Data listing
---*---

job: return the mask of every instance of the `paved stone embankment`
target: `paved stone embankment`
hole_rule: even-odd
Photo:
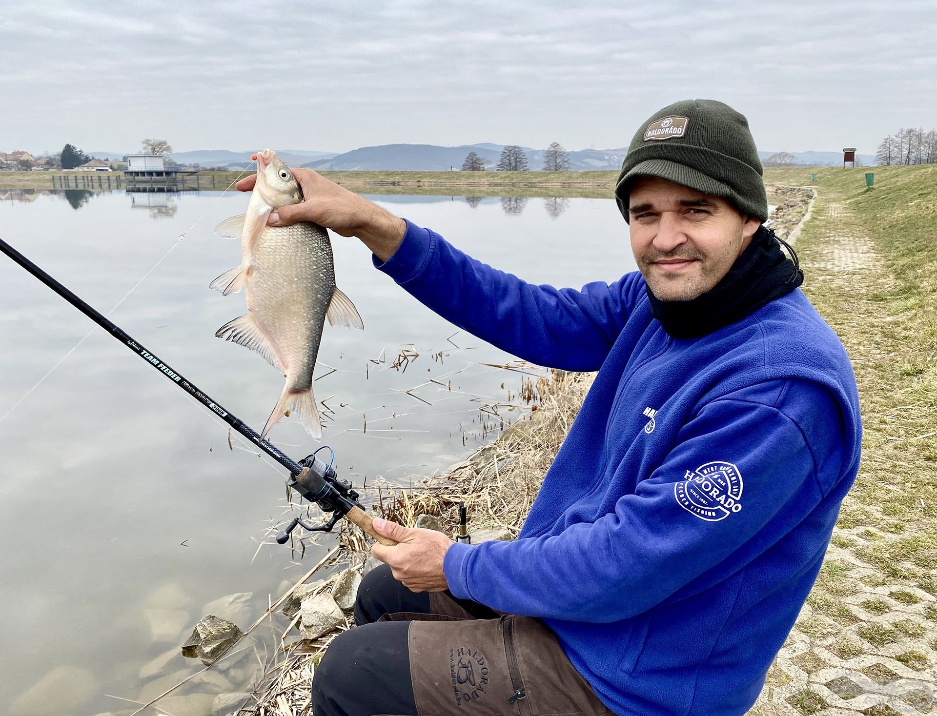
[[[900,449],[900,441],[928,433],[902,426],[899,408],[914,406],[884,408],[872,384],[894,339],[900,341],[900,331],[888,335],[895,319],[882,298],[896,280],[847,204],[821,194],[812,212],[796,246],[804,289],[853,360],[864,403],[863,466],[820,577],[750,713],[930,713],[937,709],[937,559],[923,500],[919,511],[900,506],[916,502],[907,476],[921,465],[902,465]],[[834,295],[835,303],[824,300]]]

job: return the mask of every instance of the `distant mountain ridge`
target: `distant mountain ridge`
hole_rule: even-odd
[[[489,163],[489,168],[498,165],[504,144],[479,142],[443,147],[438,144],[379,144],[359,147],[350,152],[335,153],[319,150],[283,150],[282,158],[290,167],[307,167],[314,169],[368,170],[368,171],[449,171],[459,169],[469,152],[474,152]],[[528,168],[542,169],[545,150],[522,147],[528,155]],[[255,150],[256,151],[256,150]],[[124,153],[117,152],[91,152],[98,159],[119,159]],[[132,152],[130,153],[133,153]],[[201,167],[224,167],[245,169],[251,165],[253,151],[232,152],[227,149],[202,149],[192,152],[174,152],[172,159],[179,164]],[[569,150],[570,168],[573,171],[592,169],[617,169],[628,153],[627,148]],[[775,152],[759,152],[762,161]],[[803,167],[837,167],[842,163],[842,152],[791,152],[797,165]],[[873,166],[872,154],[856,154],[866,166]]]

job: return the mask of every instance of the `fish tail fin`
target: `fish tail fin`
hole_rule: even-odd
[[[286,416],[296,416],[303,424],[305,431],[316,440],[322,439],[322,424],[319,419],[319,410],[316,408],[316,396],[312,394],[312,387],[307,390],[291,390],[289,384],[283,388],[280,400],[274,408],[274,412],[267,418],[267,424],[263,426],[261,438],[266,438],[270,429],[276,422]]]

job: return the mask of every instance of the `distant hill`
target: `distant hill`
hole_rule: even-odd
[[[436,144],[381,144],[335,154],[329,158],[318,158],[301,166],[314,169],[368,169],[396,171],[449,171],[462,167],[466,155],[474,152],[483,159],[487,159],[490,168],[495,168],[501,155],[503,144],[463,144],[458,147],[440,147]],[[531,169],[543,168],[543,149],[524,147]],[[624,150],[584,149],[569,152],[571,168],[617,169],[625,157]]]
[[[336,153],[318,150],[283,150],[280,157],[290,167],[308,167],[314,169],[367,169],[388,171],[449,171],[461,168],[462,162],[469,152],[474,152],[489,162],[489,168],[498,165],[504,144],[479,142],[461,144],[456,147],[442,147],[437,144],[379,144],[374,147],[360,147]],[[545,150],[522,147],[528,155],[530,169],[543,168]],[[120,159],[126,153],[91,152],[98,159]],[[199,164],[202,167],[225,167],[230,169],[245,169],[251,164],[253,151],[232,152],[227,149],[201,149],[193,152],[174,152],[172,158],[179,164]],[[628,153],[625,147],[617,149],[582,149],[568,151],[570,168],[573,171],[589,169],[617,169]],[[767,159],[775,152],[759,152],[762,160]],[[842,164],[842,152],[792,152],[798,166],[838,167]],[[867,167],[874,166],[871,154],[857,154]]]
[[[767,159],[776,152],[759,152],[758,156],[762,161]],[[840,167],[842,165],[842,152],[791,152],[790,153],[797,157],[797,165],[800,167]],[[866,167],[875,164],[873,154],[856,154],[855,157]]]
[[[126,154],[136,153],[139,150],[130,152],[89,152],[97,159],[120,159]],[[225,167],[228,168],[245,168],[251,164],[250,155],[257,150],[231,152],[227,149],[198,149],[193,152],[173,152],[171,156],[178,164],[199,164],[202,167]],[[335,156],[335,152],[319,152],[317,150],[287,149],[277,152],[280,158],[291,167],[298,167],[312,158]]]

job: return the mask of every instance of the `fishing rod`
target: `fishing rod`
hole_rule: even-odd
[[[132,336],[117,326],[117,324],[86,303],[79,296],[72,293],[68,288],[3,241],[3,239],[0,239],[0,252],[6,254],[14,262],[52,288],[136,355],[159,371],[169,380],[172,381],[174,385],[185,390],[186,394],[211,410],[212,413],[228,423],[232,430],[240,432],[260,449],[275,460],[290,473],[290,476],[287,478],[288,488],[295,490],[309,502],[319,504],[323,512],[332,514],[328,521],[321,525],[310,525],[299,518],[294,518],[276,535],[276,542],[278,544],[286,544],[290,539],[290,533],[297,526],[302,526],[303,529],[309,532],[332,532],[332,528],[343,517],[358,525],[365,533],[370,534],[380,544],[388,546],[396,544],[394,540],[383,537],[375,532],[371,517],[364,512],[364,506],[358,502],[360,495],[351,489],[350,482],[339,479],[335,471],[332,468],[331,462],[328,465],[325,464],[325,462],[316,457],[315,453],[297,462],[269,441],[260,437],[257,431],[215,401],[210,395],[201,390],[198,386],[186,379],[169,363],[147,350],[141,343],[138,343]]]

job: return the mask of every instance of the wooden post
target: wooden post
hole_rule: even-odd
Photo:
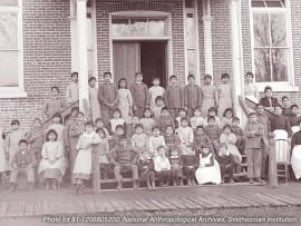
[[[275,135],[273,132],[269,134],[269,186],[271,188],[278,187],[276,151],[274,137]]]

---*---

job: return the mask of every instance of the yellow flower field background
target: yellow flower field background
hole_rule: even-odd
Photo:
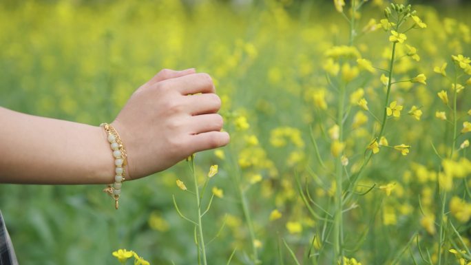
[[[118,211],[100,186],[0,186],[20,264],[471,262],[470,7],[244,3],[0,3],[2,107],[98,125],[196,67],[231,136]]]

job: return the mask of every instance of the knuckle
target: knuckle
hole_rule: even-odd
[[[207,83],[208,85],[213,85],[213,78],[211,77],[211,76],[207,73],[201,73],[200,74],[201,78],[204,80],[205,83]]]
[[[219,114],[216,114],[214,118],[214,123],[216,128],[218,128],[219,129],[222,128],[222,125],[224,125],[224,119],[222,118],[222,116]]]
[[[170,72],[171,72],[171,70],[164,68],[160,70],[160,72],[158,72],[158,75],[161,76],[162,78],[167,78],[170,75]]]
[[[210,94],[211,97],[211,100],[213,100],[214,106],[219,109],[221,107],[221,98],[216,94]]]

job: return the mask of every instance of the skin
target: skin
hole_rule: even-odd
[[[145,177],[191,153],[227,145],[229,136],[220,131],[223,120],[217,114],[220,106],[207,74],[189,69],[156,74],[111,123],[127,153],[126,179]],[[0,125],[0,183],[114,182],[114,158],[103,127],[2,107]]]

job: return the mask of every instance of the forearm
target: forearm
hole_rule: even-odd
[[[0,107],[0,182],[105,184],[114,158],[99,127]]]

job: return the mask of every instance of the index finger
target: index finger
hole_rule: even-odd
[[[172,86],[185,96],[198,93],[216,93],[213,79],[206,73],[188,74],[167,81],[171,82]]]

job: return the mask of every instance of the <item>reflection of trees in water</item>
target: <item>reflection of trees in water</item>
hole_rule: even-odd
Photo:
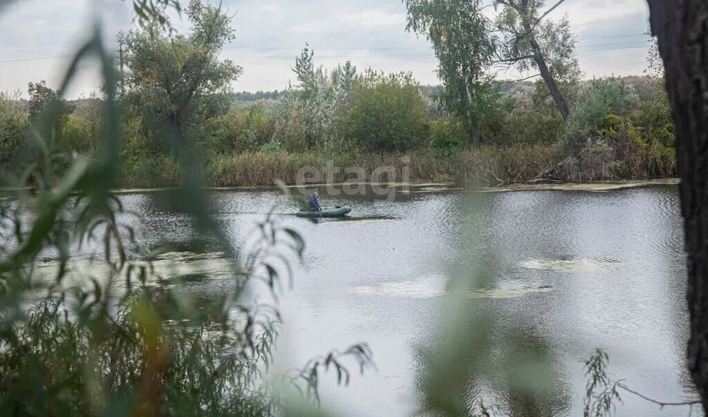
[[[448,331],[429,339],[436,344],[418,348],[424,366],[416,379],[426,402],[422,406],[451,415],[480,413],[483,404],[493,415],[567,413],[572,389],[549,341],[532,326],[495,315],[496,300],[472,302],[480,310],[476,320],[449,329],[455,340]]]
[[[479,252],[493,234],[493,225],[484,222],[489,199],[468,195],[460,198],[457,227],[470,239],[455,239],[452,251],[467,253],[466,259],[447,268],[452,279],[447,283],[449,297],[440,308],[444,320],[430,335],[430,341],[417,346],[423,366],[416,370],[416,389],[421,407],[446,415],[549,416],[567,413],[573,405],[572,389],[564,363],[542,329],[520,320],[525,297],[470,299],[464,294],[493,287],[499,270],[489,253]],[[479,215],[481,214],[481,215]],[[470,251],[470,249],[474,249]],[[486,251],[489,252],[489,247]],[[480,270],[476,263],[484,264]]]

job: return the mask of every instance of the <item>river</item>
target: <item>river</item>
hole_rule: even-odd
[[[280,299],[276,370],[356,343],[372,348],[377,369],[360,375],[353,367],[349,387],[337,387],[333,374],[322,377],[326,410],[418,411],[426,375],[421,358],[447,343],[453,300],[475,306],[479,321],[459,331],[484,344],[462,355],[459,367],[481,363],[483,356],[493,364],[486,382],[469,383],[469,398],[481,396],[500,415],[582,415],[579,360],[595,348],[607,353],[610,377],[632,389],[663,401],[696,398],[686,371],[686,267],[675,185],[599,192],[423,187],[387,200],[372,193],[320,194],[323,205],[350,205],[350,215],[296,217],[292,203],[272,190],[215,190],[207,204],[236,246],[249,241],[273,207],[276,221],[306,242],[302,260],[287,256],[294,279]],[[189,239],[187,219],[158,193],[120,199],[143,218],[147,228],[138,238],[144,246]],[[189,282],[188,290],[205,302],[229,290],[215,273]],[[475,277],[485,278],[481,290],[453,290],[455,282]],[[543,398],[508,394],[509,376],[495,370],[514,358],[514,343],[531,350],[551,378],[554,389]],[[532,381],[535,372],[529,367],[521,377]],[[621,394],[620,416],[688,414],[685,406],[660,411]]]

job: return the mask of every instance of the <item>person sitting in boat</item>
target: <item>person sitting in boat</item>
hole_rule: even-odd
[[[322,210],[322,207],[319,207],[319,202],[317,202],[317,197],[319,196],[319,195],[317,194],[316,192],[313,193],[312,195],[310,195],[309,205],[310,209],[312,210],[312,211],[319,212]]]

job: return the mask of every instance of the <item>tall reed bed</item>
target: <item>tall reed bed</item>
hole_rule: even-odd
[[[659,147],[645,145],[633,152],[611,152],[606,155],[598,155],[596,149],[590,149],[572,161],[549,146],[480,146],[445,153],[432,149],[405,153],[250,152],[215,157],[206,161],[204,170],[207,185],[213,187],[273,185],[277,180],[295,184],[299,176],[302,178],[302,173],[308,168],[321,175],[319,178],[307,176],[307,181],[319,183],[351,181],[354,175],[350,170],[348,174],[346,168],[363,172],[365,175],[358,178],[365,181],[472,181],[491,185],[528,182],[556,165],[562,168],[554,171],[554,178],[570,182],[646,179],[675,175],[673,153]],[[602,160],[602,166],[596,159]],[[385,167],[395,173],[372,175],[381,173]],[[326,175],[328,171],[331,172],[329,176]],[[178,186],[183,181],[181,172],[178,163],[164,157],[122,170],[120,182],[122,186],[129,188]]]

---*---

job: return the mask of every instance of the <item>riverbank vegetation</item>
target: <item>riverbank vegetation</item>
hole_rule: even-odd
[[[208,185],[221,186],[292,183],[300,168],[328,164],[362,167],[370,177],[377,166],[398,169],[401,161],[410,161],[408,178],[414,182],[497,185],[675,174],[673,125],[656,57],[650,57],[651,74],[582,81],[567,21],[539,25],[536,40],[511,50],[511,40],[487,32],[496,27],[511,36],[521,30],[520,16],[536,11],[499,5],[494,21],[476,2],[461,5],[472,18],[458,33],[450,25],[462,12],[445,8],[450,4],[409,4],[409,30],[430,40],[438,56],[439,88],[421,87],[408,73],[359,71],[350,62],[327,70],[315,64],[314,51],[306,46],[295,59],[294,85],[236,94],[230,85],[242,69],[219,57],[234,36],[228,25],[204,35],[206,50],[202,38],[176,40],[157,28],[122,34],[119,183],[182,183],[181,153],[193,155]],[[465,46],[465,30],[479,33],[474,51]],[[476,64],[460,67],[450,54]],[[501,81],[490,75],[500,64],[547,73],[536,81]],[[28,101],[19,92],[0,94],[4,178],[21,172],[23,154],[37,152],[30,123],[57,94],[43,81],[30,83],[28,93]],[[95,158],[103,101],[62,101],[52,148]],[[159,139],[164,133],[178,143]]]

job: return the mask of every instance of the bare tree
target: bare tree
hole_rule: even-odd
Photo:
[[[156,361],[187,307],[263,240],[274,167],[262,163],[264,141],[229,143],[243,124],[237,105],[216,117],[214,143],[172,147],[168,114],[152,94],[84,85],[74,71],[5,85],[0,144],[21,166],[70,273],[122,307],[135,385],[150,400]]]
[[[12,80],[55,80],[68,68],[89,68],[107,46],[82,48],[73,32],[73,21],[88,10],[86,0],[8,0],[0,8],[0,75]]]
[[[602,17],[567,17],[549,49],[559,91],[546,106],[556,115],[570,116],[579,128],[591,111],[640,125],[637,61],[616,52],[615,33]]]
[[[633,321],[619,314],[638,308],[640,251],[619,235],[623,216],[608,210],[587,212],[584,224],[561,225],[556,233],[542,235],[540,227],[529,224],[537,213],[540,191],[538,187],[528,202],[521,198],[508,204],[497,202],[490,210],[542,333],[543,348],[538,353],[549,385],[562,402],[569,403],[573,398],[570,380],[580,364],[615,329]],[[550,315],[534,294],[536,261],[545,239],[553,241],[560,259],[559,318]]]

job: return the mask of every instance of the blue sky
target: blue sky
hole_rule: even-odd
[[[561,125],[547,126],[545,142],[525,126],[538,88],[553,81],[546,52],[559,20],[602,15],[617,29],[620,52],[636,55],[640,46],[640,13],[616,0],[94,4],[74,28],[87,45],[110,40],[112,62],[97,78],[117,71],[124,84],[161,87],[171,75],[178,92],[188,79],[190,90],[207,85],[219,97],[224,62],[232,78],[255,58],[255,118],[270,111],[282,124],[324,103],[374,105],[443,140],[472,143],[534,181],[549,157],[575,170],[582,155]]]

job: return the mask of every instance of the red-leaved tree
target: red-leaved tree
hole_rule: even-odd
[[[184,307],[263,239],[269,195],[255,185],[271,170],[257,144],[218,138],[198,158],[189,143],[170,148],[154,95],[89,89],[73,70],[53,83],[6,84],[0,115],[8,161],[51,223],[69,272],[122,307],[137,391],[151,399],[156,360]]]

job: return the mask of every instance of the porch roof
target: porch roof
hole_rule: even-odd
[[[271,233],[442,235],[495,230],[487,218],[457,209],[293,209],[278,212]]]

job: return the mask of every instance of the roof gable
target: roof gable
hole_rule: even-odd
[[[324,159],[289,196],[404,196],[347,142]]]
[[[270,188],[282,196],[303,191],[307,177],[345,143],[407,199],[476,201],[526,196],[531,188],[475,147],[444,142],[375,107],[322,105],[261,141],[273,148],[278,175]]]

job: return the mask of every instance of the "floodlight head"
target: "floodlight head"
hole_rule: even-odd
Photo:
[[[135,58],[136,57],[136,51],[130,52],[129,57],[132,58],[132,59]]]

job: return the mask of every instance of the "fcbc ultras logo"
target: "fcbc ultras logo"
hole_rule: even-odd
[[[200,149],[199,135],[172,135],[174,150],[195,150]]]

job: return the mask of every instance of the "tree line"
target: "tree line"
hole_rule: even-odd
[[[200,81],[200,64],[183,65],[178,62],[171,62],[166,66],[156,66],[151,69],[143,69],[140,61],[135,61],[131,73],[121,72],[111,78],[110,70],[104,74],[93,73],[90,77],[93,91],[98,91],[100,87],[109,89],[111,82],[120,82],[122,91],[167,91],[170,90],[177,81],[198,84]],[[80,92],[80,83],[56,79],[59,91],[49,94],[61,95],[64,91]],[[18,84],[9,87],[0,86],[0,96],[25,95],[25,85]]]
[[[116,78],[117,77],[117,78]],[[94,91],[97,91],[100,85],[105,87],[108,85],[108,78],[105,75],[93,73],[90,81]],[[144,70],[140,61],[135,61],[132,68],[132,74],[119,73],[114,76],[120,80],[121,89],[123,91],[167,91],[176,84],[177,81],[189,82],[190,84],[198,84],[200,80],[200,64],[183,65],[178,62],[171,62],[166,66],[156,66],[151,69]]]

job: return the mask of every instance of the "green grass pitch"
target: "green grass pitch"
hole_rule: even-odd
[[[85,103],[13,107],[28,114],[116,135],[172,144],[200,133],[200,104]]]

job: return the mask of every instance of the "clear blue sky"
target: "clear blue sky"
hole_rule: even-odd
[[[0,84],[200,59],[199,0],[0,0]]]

---*---

BRIEF = Identify every line in the data above that contains the word "blue", and copy each of those lines in full.

EXPECTED ANSWER =
job: return the mask of every instance of the blue sky
target: blue sky
job: return the mask of every instance of the "clear blue sky"
target: "clear blue sky"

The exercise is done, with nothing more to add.